**TO BE DONE:** Report how many lines of the items below contain the string "query". Give only the number.

**SOURCE MATERIAL:**

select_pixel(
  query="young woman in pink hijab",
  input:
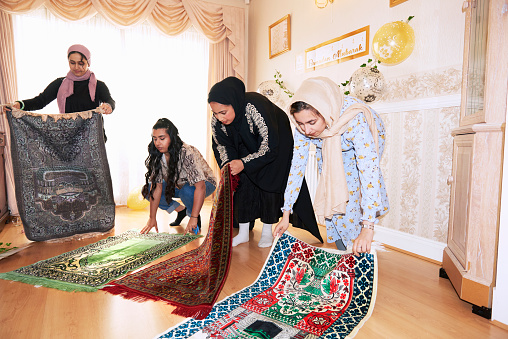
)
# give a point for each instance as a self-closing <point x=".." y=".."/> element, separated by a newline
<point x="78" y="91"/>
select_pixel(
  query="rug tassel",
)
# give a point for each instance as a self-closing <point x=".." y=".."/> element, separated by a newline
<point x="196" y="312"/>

--

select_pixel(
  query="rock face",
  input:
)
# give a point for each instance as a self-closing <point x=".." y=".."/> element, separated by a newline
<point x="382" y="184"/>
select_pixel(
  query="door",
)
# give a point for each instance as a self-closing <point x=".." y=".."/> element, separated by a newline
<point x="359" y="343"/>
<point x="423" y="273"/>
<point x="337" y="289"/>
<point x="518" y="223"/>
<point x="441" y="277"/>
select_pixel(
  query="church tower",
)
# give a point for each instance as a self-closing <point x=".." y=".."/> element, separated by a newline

**WRITTEN SOLUTION:** 5